**Goal:** Only the lines starting at the one that contains "yellow flower, return" and running to the end should be repeated, exactly as written.

(Stored data entries)
■ ■ ■ ■ ■ ■ ■

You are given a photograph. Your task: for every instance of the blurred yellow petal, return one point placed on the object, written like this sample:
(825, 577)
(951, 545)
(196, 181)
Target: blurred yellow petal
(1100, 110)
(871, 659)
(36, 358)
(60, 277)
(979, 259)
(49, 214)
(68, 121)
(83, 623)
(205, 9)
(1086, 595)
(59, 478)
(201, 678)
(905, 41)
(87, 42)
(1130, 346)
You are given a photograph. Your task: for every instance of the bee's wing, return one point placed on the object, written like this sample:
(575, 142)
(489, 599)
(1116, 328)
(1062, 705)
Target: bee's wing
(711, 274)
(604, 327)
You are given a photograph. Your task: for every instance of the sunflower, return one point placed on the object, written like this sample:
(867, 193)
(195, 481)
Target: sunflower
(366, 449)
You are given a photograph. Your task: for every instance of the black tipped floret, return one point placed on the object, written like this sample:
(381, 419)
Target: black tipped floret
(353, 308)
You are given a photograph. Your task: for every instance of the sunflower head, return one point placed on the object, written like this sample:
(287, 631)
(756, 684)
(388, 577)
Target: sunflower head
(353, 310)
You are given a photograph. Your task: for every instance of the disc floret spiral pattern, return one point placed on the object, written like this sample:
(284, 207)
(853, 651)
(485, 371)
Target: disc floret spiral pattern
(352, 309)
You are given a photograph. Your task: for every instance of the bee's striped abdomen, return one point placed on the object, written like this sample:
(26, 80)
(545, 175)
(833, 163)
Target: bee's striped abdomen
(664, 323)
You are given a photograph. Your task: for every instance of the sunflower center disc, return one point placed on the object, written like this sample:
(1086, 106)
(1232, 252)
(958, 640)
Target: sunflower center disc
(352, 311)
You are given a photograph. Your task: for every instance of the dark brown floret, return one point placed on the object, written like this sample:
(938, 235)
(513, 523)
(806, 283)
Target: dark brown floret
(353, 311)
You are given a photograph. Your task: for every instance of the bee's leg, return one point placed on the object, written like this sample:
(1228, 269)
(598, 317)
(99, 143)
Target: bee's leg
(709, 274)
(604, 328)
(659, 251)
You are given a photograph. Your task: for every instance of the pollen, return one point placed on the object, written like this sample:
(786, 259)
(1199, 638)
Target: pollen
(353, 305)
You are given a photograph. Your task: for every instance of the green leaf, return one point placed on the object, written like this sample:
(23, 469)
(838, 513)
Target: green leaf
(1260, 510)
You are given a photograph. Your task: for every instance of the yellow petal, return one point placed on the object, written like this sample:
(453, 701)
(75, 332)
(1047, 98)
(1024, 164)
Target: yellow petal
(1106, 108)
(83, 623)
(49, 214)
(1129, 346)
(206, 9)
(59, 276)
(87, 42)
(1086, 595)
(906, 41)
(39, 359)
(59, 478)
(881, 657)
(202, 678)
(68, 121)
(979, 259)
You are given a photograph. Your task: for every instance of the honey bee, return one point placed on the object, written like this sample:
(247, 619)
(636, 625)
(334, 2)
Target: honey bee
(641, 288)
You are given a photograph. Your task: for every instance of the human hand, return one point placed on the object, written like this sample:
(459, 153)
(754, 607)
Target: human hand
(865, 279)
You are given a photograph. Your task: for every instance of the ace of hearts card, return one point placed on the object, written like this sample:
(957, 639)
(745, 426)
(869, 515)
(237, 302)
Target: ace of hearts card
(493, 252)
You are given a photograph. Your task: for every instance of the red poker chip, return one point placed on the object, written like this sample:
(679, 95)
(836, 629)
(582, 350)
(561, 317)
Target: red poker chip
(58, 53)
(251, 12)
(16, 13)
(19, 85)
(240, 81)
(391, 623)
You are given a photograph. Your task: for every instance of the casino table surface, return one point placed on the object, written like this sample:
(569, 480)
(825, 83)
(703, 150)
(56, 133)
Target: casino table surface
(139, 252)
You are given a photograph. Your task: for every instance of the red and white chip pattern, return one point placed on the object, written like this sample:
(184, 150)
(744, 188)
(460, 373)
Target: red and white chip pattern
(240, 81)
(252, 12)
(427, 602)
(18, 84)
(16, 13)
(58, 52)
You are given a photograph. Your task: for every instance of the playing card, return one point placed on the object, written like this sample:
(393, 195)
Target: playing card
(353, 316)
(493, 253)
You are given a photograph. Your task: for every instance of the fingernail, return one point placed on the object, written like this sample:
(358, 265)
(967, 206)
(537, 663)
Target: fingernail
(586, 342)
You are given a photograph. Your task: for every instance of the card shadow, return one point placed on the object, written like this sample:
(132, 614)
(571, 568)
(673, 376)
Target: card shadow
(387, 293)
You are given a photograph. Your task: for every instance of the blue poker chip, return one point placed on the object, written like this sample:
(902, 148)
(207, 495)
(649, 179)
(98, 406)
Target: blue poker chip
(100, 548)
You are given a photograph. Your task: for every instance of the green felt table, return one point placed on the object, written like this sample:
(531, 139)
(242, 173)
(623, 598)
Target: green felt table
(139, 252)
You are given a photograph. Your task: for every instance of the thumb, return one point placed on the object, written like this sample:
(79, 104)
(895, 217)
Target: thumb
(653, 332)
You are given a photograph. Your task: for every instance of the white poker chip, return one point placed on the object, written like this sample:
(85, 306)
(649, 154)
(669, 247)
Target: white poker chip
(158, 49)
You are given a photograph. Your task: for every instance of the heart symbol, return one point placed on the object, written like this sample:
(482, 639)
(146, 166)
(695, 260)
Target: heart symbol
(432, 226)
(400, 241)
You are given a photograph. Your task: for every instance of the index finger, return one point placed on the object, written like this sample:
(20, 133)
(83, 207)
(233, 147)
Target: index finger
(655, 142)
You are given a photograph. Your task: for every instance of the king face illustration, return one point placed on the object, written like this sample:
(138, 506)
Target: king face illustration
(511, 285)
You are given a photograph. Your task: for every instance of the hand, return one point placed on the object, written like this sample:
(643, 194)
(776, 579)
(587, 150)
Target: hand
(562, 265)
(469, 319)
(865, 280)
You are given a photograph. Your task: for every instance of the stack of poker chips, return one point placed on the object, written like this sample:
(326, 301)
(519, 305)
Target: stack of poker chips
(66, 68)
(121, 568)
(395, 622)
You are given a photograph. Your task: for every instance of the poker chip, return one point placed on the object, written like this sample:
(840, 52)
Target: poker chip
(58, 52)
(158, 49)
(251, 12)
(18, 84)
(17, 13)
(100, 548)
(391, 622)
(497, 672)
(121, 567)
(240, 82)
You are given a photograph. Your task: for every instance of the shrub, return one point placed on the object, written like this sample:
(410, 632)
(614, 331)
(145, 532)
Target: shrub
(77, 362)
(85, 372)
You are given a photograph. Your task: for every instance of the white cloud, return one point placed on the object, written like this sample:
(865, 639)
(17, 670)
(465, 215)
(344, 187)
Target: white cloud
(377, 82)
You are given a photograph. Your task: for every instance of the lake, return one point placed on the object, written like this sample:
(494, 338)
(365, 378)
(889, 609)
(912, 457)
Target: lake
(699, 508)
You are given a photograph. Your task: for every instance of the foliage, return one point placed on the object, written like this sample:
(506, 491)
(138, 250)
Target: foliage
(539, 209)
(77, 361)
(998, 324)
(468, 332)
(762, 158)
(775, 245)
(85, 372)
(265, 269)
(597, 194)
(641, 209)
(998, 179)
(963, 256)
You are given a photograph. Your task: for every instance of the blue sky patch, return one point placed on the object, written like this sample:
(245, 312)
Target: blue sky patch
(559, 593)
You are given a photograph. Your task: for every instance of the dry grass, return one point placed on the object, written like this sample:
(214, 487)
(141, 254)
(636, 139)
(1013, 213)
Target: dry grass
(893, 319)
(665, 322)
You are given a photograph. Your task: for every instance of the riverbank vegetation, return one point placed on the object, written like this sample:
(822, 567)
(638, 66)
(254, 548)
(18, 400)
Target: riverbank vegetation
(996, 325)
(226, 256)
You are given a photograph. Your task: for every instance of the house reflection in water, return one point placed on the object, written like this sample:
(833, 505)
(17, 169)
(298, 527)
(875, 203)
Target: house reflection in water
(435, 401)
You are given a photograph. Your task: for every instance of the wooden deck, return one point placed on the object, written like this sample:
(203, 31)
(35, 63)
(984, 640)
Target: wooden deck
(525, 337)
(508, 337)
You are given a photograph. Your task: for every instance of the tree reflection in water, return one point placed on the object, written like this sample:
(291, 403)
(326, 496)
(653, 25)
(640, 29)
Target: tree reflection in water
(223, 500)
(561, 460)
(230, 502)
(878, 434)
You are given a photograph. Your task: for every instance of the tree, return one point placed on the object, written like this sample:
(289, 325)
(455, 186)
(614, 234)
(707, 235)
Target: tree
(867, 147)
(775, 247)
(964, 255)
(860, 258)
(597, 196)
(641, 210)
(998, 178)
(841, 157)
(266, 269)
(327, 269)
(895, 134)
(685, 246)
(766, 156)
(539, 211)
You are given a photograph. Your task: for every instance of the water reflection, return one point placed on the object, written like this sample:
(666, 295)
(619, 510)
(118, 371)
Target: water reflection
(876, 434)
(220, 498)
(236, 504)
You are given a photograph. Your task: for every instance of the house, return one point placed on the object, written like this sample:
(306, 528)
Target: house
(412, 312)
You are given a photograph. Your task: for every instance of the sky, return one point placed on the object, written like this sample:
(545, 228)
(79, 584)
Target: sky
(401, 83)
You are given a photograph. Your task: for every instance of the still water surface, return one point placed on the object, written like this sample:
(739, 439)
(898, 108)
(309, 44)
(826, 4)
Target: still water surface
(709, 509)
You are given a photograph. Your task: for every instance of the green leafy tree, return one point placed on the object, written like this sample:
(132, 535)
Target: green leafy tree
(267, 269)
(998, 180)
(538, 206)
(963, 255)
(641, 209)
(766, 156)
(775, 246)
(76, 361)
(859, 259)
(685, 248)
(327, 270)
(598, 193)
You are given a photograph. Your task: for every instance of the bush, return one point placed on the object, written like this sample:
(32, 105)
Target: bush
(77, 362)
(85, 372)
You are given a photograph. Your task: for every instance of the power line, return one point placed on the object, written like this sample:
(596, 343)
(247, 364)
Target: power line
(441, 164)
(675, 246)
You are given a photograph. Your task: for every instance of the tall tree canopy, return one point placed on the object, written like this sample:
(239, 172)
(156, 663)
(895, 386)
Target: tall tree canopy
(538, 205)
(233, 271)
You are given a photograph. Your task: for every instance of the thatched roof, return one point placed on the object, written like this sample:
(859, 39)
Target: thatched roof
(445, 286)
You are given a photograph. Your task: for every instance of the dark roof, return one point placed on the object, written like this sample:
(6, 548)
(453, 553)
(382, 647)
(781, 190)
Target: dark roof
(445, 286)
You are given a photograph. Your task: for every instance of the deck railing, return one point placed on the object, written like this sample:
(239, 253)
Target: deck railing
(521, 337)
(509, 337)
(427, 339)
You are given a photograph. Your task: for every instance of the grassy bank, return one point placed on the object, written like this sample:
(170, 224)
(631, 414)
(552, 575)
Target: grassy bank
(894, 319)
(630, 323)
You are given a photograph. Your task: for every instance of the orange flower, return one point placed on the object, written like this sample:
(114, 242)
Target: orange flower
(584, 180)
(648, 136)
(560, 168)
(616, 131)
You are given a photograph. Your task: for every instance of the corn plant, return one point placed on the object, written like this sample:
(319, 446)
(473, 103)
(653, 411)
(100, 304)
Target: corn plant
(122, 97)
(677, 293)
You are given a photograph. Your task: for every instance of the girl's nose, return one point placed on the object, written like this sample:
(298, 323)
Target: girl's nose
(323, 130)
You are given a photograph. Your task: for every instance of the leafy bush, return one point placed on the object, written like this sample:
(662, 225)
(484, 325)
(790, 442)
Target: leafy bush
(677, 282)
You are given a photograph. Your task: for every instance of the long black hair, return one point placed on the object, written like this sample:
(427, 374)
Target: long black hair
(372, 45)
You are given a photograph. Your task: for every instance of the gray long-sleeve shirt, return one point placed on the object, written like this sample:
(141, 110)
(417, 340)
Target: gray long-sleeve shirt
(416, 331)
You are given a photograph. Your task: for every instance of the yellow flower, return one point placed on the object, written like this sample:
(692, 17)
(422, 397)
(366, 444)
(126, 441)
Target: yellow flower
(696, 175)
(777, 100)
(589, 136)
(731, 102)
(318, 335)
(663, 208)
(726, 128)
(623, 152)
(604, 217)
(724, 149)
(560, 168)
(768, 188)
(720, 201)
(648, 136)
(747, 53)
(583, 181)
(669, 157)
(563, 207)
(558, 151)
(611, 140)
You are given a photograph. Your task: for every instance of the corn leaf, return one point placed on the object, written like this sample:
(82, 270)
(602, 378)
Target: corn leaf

■ ■ ■ ■ ■ ■ ■

**Final result:**
You are given a photograph. Your task: for every instance of the yellow flower, return one point placed on the object, written like this sample:
(692, 17)
(422, 397)
(366, 444)
(126, 441)
Target: yellow flower
(696, 175)
(777, 100)
(589, 136)
(731, 102)
(318, 335)
(663, 208)
(726, 128)
(623, 152)
(604, 217)
(724, 149)
(560, 168)
(768, 188)
(720, 201)
(648, 136)
(747, 53)
(583, 181)
(669, 157)
(563, 207)
(558, 151)
(611, 140)
You are given a photograph. Your task: for every instance of the corn leaf, return one point placed on the object, written like this sample:
(82, 270)
(602, 378)
Target: corn leaf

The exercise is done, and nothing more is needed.